▸ **RECORDED DATA**
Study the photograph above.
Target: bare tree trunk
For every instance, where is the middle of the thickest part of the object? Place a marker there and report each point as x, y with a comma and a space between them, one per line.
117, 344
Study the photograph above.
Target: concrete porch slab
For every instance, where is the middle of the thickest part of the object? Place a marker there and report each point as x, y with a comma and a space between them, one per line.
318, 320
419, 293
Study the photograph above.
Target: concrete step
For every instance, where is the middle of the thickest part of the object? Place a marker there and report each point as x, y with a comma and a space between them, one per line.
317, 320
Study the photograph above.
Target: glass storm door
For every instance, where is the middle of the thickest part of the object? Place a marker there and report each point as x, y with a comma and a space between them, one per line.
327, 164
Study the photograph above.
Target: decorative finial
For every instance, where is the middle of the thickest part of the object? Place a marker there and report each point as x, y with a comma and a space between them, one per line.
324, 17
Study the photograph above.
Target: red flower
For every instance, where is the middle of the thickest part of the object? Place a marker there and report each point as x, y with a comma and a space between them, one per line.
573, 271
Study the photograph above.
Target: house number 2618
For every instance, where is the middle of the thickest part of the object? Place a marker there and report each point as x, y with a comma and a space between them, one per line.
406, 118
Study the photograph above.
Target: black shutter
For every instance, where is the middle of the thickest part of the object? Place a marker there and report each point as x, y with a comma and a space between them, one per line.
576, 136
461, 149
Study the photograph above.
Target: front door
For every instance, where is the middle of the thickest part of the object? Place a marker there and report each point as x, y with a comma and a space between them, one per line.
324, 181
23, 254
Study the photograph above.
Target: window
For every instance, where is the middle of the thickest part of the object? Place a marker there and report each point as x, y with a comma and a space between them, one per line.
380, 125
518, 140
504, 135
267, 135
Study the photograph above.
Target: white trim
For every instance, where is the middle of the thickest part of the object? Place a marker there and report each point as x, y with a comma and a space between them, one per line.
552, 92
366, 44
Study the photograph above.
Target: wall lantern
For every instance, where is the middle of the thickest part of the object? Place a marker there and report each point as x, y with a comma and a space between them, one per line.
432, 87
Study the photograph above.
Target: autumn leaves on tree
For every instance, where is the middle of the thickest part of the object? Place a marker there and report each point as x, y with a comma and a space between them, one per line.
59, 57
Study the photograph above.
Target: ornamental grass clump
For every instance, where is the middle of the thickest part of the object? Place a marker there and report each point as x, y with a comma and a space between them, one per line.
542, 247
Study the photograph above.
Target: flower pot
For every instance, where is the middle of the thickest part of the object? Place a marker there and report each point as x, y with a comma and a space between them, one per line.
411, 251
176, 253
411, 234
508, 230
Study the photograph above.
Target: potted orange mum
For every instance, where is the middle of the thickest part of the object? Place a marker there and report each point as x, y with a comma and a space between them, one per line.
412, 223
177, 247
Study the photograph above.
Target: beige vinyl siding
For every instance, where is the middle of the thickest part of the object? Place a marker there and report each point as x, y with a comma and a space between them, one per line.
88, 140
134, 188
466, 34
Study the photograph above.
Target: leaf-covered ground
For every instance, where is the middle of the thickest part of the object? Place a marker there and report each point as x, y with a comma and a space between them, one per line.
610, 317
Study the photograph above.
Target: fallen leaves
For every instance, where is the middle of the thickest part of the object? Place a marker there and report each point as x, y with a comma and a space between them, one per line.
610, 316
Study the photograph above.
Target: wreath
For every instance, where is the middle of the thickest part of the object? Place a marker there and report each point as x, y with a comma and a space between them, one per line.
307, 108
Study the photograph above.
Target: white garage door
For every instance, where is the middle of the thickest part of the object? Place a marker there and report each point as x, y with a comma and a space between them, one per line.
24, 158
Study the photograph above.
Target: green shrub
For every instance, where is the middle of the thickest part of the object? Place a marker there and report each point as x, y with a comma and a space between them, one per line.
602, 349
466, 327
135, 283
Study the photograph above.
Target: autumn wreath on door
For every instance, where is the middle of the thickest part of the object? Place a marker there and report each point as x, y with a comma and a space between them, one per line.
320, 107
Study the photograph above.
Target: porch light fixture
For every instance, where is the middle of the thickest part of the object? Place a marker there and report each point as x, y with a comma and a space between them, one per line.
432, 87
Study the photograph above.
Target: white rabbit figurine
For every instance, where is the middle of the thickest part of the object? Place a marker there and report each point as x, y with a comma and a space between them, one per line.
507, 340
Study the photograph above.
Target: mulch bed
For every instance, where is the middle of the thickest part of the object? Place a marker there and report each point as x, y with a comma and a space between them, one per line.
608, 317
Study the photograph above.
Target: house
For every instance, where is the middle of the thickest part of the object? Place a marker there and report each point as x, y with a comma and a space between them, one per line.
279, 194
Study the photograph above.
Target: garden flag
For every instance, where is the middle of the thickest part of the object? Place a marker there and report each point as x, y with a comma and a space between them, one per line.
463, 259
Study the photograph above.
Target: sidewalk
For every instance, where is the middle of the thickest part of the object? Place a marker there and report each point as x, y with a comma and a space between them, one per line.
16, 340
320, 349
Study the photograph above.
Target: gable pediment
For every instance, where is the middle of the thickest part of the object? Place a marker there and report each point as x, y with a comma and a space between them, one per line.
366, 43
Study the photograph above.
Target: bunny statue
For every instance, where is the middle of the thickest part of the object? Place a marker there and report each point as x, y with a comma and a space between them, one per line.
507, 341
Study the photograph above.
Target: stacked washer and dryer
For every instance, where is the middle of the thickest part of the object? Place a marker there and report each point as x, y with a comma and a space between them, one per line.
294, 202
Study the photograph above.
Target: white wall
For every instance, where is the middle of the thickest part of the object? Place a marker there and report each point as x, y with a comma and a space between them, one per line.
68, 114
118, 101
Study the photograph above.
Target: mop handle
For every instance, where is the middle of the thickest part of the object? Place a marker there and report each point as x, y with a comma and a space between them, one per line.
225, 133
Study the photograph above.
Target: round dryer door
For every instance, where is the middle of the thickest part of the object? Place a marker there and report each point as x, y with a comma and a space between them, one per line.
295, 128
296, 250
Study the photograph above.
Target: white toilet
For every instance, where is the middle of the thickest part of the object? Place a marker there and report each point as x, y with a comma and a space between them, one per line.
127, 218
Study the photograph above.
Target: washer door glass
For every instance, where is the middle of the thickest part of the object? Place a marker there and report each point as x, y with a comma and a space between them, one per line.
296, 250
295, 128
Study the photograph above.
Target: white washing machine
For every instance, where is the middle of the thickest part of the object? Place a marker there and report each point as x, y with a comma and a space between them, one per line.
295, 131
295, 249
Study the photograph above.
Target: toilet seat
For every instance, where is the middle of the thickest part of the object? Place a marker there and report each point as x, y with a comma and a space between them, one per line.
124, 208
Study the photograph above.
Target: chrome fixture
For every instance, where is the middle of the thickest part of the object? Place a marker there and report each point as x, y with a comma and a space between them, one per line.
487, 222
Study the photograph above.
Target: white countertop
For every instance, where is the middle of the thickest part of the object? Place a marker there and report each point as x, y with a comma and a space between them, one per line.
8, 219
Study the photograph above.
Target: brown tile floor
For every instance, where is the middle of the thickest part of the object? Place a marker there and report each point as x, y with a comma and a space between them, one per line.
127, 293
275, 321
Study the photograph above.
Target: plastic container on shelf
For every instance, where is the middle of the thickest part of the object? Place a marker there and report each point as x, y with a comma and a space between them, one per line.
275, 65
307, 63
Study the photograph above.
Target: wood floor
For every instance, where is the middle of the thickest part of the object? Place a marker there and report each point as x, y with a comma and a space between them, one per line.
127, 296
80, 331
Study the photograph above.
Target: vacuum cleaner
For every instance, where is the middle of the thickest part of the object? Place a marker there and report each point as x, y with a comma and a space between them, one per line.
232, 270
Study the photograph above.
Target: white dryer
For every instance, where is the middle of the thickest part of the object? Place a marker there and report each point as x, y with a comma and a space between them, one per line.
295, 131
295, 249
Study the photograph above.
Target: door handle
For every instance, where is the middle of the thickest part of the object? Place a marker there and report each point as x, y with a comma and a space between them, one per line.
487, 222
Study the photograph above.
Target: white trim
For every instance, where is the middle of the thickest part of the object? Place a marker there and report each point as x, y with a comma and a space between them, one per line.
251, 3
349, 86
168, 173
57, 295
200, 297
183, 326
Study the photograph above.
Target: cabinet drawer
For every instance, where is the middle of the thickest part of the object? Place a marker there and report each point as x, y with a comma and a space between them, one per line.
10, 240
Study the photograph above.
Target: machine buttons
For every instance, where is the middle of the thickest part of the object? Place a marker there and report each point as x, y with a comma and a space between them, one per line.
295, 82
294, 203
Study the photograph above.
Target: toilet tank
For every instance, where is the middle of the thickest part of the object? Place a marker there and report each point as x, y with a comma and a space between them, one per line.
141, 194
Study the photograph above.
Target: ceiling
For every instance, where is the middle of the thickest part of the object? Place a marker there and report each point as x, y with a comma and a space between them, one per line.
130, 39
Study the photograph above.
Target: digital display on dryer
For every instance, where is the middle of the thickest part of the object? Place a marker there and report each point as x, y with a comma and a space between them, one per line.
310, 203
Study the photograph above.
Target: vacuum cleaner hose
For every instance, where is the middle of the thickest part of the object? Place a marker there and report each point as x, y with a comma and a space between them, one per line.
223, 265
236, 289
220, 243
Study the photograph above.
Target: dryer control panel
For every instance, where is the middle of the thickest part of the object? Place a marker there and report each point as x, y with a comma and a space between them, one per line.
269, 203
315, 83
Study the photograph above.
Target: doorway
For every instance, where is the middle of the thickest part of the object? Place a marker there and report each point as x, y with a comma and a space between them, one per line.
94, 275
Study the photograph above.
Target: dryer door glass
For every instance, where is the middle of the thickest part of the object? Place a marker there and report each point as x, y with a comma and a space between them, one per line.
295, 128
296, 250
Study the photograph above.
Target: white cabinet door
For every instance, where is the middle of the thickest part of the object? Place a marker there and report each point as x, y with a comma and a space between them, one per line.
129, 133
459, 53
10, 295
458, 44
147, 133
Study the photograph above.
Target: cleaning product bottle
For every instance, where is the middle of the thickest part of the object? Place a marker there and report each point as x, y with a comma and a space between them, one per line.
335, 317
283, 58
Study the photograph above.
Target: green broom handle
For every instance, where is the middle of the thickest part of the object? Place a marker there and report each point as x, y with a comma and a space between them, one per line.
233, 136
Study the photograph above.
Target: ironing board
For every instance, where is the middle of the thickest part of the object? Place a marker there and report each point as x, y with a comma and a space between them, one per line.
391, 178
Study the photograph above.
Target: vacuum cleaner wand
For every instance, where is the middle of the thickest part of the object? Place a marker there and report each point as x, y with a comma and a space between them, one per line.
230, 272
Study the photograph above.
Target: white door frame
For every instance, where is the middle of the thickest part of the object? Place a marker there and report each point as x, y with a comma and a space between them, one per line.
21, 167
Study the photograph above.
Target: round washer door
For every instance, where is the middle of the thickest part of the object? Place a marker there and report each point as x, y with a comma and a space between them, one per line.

▸ **PROBLEM TO WORK ON**
Pick out every line above that contains the string "machine", and copy each one in full.

▸ **COMPLETE RESPONSE**
Target: white washing machine
Target: machine buttons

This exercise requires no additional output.